Records from a dataset:
┄┄┄┄┄┄┄┄┄┄
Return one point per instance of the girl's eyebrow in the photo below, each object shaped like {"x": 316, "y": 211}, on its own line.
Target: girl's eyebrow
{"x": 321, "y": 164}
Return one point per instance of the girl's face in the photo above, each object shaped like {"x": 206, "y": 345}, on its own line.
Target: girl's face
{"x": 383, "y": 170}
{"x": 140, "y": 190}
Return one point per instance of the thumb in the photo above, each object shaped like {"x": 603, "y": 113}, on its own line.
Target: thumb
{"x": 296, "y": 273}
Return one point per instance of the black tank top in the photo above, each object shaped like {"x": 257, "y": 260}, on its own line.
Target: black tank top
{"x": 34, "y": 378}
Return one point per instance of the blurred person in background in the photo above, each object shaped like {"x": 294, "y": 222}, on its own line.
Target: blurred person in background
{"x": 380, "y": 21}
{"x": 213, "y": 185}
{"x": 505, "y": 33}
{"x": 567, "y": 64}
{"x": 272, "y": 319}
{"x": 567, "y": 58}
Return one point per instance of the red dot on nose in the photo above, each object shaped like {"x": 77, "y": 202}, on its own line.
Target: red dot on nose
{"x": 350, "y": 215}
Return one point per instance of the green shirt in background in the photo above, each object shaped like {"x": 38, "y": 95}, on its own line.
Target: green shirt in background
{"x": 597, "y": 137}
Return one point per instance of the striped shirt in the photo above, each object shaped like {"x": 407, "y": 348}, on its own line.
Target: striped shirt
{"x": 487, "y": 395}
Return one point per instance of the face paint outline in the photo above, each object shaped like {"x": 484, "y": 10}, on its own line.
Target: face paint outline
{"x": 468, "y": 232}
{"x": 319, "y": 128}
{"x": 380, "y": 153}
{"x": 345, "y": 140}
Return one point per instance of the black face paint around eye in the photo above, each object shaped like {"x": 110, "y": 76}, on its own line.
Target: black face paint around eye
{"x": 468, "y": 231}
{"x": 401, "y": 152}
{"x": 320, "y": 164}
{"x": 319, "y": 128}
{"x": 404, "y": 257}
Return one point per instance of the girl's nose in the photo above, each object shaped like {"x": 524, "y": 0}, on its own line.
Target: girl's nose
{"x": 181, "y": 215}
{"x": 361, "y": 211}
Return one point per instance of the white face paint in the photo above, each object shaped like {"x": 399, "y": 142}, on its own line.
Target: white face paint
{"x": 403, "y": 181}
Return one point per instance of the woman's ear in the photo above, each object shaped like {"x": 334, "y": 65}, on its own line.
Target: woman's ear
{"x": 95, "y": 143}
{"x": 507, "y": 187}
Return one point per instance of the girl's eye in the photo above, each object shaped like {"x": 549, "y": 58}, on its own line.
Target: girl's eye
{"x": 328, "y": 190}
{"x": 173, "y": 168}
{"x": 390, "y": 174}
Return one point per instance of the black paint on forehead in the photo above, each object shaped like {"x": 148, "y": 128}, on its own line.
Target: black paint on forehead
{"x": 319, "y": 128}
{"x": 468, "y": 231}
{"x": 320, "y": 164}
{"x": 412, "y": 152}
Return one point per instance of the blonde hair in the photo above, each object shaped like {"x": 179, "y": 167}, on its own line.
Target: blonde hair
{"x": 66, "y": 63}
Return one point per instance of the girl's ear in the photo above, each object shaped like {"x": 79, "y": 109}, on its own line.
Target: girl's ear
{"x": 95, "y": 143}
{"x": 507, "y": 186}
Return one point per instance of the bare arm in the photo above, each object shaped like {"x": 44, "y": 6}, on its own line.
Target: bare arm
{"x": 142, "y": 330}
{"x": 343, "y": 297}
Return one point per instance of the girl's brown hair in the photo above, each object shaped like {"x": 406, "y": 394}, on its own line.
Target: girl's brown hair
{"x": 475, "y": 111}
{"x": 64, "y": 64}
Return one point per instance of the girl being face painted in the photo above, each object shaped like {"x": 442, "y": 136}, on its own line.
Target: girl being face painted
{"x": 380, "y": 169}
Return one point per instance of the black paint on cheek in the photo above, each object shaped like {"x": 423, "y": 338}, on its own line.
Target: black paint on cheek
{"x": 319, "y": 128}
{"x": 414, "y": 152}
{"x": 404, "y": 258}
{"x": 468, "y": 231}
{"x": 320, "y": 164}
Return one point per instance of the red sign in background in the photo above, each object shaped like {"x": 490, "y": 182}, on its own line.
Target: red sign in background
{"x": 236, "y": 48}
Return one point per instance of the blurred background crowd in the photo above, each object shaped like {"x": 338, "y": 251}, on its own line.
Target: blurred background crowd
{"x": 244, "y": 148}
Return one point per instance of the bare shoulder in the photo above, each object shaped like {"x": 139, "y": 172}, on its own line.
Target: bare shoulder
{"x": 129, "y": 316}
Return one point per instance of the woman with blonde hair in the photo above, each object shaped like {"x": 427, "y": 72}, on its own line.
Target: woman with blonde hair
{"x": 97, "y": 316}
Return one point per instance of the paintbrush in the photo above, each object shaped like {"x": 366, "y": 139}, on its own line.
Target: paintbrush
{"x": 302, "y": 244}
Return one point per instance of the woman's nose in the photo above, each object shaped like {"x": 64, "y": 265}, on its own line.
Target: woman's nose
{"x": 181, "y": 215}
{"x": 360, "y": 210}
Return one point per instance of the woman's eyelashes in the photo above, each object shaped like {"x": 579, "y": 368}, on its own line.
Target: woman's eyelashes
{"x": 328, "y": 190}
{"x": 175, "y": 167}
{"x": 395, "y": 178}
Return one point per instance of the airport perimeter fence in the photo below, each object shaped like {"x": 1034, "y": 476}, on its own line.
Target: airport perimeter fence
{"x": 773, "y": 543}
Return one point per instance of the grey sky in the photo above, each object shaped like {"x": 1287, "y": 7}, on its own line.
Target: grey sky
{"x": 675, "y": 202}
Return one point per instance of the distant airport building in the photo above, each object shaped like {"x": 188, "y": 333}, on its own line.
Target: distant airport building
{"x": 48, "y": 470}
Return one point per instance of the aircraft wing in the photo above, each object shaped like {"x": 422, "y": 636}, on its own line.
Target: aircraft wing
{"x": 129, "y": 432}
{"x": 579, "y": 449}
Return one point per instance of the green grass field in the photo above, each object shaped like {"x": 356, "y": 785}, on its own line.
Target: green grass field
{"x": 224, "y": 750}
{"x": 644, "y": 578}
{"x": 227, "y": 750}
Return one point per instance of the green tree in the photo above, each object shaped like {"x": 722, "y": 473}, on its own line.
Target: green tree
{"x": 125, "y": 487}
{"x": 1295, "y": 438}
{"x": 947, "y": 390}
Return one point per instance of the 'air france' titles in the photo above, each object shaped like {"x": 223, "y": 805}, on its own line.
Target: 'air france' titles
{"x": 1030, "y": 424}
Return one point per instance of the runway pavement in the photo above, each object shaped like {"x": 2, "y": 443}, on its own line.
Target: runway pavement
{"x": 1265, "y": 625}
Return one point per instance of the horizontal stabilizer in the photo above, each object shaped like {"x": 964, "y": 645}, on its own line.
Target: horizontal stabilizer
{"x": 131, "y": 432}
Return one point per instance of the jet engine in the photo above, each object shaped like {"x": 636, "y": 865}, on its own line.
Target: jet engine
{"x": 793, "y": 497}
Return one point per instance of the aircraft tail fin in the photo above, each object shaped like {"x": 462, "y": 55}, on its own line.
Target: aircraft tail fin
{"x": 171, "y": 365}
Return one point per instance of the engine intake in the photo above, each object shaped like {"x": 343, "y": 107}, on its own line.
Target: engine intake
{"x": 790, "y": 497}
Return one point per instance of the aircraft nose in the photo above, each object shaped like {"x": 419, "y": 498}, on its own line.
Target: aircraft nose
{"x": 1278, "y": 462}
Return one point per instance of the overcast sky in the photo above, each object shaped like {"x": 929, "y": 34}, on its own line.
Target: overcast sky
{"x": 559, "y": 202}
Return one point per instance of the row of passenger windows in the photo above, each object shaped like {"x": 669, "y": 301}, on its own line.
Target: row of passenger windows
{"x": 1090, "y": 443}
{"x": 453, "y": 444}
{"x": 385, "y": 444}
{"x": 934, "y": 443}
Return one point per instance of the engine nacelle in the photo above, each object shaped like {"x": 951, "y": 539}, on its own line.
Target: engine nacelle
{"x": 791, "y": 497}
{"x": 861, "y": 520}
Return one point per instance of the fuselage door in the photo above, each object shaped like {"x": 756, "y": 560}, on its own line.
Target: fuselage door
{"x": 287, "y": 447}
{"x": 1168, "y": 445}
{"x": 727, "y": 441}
┄┄┄┄┄┄┄┄┄┄
* [What you are asked to do]: Convert the records from the line holding "Return one point per instance of the overcast" through the end of the records, inclusive, into a two-column CSV with the headers "text" and "answer". Give one row per record, put each value in its own quoted field, and replace line breaks inside a value with spaces.

* [Answer to this problem]:
text,answer
"Return one point per instance of the overcast sky in the photo above, each object shaped like {""x"": 929, ""y"": 34}, on its own line. Target: overcast sky","{""x"": 559, ""y"": 202}"
"Return one point per instance of the row of passenger windows in the photo above, each object shaped like {""x"": 669, ""y"": 301}, on its own line. Target: row of passenger windows","{""x"": 1090, ""y"": 443} {""x"": 453, ""y"": 444} {""x"": 385, ""y"": 444} {""x"": 934, ""y"": 443}"
"Return one point per instance of the engine nacelle in the photo above, each object shaped like {""x"": 951, ""y"": 539}, on its own line. Target: engine nacelle","{""x"": 791, ""y"": 497} {""x"": 861, ""y"": 520}"
"Return one point per instance of the fuselage door in the photo above, each object shaped like {""x"": 756, ""y"": 560}, on its own line. Target: fuselage door","{""x"": 287, ""y"": 447} {""x"": 1168, ""y"": 445} {""x"": 727, ""y"": 441}"